* [PROBLEM TO SOLVE]:
Could you copy the data that follows exactly as written, but drop the pictures?
Top of SOURCE DATA
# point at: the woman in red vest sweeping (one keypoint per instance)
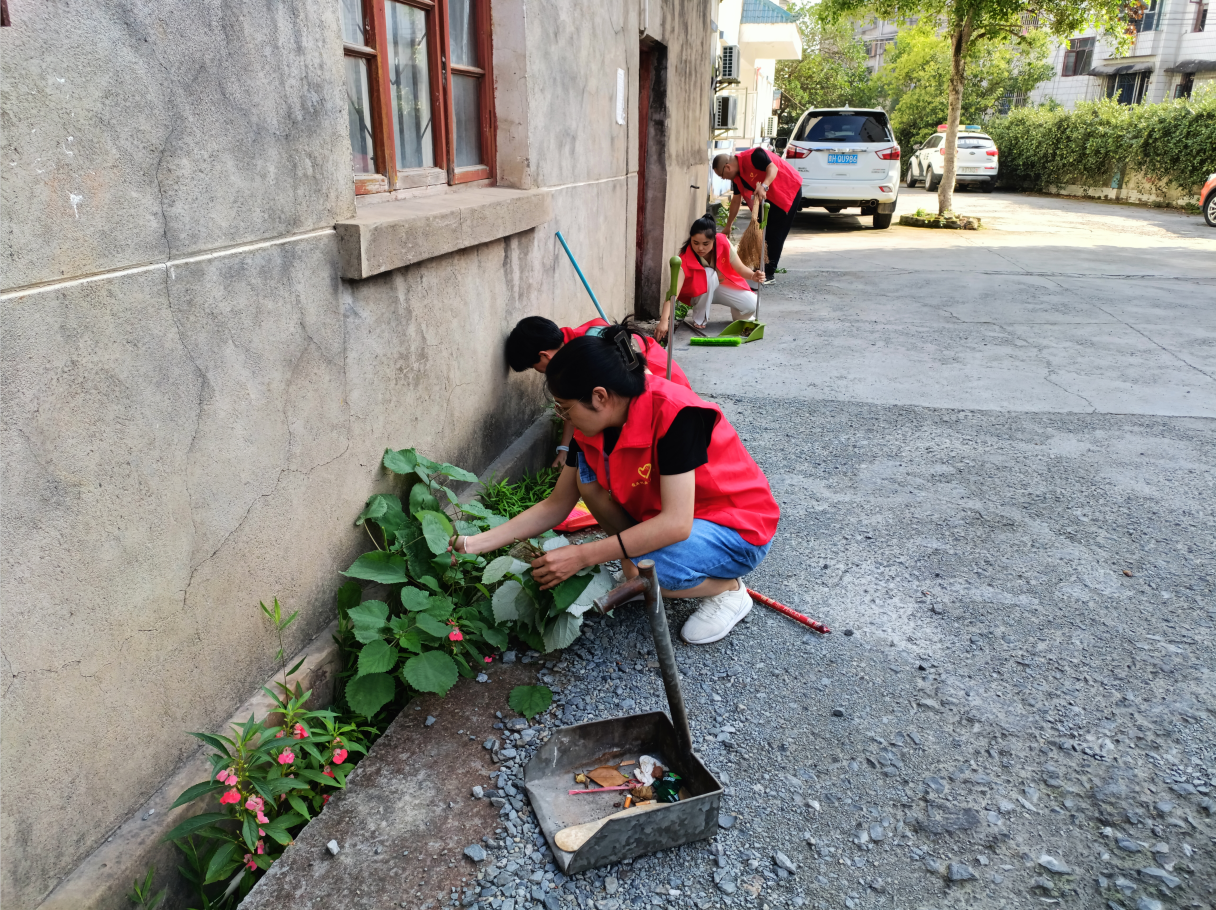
(664, 473)
(769, 178)
(711, 274)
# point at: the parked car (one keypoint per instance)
(848, 158)
(1208, 200)
(978, 162)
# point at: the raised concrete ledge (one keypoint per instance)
(103, 878)
(390, 235)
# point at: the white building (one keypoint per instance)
(1174, 51)
(753, 35)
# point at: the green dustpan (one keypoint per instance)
(748, 329)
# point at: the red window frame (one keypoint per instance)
(442, 102)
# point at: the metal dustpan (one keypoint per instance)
(752, 330)
(596, 832)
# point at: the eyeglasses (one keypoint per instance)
(563, 413)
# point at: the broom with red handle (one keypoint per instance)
(792, 613)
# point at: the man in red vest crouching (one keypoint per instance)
(769, 178)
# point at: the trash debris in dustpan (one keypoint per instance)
(646, 770)
(668, 790)
(607, 776)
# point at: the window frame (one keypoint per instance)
(1080, 50)
(443, 112)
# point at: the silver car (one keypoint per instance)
(848, 158)
(977, 164)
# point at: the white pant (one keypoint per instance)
(742, 303)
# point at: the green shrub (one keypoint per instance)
(1174, 141)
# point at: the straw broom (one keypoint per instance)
(750, 248)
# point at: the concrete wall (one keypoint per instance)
(195, 404)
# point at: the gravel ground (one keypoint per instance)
(1014, 708)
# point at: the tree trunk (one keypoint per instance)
(958, 41)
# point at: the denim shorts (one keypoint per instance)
(710, 551)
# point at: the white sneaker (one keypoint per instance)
(716, 617)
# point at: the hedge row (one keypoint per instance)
(1172, 141)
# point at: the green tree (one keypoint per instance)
(968, 23)
(915, 80)
(832, 71)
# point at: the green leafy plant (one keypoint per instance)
(443, 614)
(1099, 141)
(530, 701)
(141, 894)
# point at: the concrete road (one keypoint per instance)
(1058, 305)
(996, 459)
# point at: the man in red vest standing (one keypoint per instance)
(764, 177)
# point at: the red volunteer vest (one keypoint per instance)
(731, 489)
(694, 273)
(783, 189)
(656, 357)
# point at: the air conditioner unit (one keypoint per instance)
(730, 68)
(726, 112)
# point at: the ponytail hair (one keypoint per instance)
Bottom of SOURCE DATA
* [THE COMPLETED TASK]:
# point at: the woman in red vest sweeping (one keypoint per instance)
(664, 473)
(769, 178)
(711, 274)
# point at: the parked car (one keypoint per instance)
(848, 158)
(1208, 200)
(978, 162)
# point at: the raised concrete ledge (one keypoint per instance)
(103, 878)
(390, 235)
# point at: the white building (one keypoint per instance)
(1174, 51)
(753, 35)
# point at: the green dustpan (one keypoint per instance)
(748, 329)
# point at: the red window frame (one keypoint per instance)
(442, 102)
# point at: the metal dustpan (one keypoint per instance)
(752, 330)
(596, 832)
# point at: the eyeglasses (one keypoint per instance)
(563, 413)
# point at: the broom with red handle (one keypoint per instance)
(792, 613)
# point at: the man in red vest crouching (one keypoint per instance)
(769, 178)
# point at: the trash debris in dustpan (one keypoint per instance)
(646, 770)
(668, 790)
(607, 776)
# point at: the window frame (one keypoint per instance)
(1080, 50)
(443, 112)
# point at: the silver car (one keypoint per instance)
(848, 158)
(977, 164)
# point at: the white pant (one keypoint per instance)
(742, 303)
# point at: the green shrub (one keypoint per instance)
(1174, 141)
# point at: the straw broom (one keypoint per instance)
(750, 248)
# point at: the concrete wall (one keypoint per instance)
(195, 404)
# point at: the gravel ground (one keypoint per instance)
(1014, 708)
# point at: the tree trunk (one keypoint per instance)
(958, 41)
# point at: the denim shorts (one keypoint per instance)
(710, 551)
# point at: the white sneaker (one keypoint per instance)
(716, 617)
# point at: the hedge row (one keypoint per instance)
(1172, 141)
# point at: the green tree (one keypoint per instance)
(968, 23)
(915, 80)
(832, 71)
# point at: the green leafy plant (one keypoint per instance)
(443, 614)
(1099, 141)
(530, 701)
(141, 894)
# point at: the concrete road (one keypoint per instance)
(1058, 305)
(996, 459)
# point at: the man in red vest standing (one keypoint per instance)
(764, 177)
# point at: the red volunteer vest (one keypoint per instance)
(731, 489)
(694, 273)
(783, 189)
(656, 357)
# point at: the air conditioner unit (one keypoint per instance)
(730, 68)
(726, 112)
# point at: the ponytail hair (one keypoint per instance)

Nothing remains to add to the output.